* Work request: Go through the listing and retype each line exactly.

* Material shown:
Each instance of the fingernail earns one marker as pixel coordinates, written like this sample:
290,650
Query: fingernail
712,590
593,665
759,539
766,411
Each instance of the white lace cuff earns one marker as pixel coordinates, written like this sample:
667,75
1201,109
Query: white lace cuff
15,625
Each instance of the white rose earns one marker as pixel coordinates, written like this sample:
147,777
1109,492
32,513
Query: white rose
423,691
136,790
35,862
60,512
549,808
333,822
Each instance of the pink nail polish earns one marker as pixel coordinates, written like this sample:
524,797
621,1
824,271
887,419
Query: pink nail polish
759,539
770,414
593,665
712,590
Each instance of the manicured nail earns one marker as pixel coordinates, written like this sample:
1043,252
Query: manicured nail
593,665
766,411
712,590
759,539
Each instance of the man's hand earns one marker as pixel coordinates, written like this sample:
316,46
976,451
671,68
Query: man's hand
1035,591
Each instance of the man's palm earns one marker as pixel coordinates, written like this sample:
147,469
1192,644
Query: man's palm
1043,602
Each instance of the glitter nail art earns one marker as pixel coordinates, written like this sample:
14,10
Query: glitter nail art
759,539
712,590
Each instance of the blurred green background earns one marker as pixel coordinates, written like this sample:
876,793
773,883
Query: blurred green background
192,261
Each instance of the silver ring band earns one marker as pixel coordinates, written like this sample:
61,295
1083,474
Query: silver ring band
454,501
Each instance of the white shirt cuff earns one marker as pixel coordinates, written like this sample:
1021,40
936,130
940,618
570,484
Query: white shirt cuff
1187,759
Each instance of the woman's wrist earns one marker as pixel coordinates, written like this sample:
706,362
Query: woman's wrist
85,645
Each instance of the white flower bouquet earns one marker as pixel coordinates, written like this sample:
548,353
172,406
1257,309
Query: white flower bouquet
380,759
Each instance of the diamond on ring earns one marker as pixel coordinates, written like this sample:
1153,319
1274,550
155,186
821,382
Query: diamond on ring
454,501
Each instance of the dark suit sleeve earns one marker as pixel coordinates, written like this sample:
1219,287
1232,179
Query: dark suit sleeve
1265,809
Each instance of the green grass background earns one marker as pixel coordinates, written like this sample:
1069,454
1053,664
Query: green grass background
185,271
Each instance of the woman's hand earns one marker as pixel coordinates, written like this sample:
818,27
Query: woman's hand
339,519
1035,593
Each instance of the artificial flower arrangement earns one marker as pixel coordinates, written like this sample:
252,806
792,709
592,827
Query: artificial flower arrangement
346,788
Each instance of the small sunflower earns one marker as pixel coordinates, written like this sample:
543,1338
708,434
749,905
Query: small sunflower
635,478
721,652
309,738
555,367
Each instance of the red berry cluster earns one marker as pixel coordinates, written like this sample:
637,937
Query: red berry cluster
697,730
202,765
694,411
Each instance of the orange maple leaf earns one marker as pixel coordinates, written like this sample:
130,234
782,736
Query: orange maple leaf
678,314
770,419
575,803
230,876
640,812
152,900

* Expected answer:
Each instance of the fingernail earns one marker as pixel coordinates, written like this sample:
290,650
Query: fingernail
712,590
593,665
759,539
766,411
Each instance of the white lace cuff earns one marker as pixel coordinates, written like this sample:
667,75
1201,109
Query: white lace cuff
15,625
Each instance of the white rose earns one marker as pixel coordinates, written like this sample:
147,777
1109,492
32,513
Query: white rose
423,691
136,790
35,862
60,512
549,808
333,822
Each instance of the pink nail polish earns one marker as pixel coordinates, written like this sample:
524,797
621,1
824,271
887,419
Query: pink nail polish
759,539
770,414
593,665
712,590
Each instance of the manicured nail earns one marker as pixel coordinates, written like this sample:
1043,252
Query: manicured nail
593,665
766,411
712,590
759,539
Each instance of the man's hand earns one marker as pixel coordinates, written like this sample:
316,46
976,451
671,68
Query: man's hand
1035,591
Each instance of the man's palm earns one marker as pixel coordinates, written like this sample:
147,469
1192,644
Query: man's palm
1043,602
Each instance of the glitter nail art earns one marker as pixel coordinates, written like this sample:
14,10
Query: glitter nail art
759,539
712,590
Each instance of the blurred green background earns one marker as pixel coordinates, written like this sample:
876,793
773,883
Query: blurred green background
192,261
Each instance of the silver ring band earns one marker as pixel coordinates, written like this sample:
61,295
1083,474
Query: silver ring band
454,501
Each instance of the white shirt cuff earns one marker as pixel coordinates, written like this sample:
1021,40
936,130
940,618
570,484
Query: white shirt cuff
1187,759
Each instance of the woman's wrist earns one marker as pixel coordinates, written like this sample:
706,362
Query: woman's wrist
85,645
Each instance of the white flower bouquet earns one marker as pixel coordinates, written like this sample:
548,353
172,406
1257,309
Query: white flower bouquet
380,759
Each instance of the diamond on ring earns one marker as pixel coordinates, written like this sample:
1153,319
1274,550
155,186
821,382
Query: diamond on ring
454,501
Each instance of the dark suit sleeve earns one marker as pixel coordinates, written like this sample:
1219,287
1232,179
Query: dark suit sleeve
1265,809
Each instance of the green grass background earns one marker as pixel coordinates, written like this sample:
1069,454
1053,664
Query: green grass background
185,271
Each instance of the woman's hand earns one marker as pixel coordinates, written like this sample:
818,27
Query: woman's hand
339,519
1035,593
Each instance of the artificial flower arrangement earns one marker as pixel coordinates, written like this sample:
252,806
792,709
592,827
Query: artificial flower arrangement
346,788
Each instance of the small sunflower earns one marker as pixel coordinates, written like this sample:
543,1338
708,434
749,905
Query: small sunflower
635,478
721,652
309,738
555,367
Each instance of the red berry cluster earns one marker as pixel coordinates, written like this sample:
637,937
Query: red berry cluster
697,730
202,765
694,411
Each instance of the orange maple leaf earns one marker as pixel coordinates, written like this sample:
130,234
782,736
Query: orange maple leaf
678,314
770,419
575,803
230,876
640,812
152,900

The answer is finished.